(Stated exercise) Go through the listing below and copy out, in full, every line that contains the string "tree".

(Information supplied)
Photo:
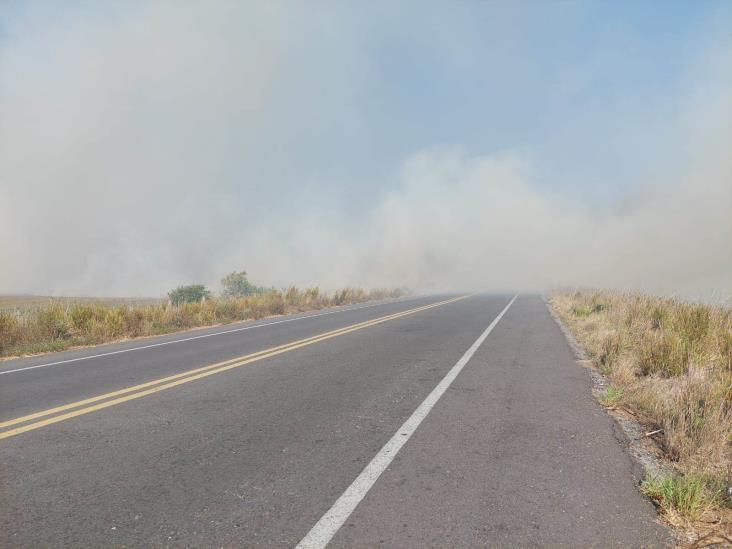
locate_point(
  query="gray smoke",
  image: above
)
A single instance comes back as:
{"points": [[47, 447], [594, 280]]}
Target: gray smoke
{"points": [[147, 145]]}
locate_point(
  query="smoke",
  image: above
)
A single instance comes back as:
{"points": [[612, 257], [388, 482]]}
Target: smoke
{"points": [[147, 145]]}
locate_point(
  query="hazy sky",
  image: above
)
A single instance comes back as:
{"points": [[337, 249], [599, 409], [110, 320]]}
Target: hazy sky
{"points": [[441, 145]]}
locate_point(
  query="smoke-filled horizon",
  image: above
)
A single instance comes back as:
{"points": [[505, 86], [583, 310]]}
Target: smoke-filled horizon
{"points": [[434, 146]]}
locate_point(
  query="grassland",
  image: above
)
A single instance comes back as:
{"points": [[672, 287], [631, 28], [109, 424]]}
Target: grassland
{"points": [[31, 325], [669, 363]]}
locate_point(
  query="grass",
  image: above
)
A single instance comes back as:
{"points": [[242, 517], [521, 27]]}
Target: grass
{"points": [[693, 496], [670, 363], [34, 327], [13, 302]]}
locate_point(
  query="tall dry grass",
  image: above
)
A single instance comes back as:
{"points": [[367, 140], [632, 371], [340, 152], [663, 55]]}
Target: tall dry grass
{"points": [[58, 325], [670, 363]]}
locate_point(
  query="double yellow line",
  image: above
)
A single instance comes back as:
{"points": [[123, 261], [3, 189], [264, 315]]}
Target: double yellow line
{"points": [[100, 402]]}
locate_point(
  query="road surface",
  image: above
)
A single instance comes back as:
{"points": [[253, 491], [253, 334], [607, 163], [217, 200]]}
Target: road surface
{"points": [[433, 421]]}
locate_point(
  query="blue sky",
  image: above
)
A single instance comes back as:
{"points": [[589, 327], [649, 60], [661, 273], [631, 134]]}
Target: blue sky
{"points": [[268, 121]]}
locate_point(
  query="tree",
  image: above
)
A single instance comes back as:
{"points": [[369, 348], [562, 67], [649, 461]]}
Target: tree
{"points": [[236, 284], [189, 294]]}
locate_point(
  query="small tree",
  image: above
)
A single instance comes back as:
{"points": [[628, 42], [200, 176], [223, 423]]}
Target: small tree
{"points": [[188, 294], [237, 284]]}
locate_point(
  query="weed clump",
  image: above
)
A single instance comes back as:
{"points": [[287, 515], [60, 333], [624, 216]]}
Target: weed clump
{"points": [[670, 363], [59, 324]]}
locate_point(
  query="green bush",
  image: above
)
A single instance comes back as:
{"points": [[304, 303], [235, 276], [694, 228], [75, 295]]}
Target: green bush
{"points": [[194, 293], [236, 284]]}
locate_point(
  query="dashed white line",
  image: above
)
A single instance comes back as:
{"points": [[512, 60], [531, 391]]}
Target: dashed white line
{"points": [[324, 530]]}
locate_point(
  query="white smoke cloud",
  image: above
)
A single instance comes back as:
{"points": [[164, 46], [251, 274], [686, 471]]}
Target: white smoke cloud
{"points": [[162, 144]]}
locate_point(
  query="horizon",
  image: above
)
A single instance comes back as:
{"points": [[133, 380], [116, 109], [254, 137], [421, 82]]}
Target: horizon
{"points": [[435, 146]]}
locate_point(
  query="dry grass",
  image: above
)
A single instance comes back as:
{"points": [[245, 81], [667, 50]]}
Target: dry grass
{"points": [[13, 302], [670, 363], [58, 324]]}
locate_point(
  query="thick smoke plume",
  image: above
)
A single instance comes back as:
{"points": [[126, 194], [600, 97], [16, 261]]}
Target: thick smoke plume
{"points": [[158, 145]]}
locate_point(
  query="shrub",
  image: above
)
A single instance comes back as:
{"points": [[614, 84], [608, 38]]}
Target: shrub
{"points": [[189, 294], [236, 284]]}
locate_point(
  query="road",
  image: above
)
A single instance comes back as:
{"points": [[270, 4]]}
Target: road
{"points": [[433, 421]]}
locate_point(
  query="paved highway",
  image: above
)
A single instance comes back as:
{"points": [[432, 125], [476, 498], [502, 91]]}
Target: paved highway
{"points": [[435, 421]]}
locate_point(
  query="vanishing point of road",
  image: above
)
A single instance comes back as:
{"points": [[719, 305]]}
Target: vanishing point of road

(Expected answer)
  query="tree",
Target: tree
  query="small tree",
Target: small tree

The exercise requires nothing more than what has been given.